*** RECORDS TO USE

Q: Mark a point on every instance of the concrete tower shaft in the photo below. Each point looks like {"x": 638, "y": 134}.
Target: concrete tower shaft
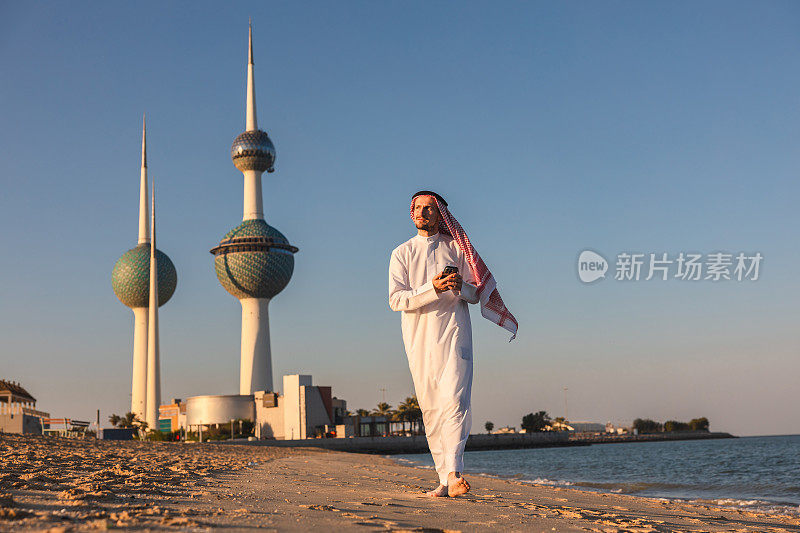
{"x": 254, "y": 261}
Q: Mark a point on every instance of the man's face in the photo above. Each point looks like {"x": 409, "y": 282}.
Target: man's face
{"x": 426, "y": 213}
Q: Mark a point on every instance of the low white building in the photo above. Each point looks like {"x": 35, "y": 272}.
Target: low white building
{"x": 18, "y": 412}
{"x": 303, "y": 411}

******

Write out all of the records above word for word, and leave the pictures out.

Q: Mark a point on every instance of the concrete tower shaft in the photo below. Each point looks like {"x": 638, "y": 134}.
Target: concrete tower shaft
{"x": 254, "y": 261}
Q: Mark a point on every instance of the man's face in the photo above. Each point looks like {"x": 409, "y": 282}.
Target: man's face
{"x": 426, "y": 213}
Q: Mark a point on every instance of the low white building in the photo above. Each point looks like {"x": 35, "y": 272}.
Target: low white building
{"x": 18, "y": 412}
{"x": 303, "y": 411}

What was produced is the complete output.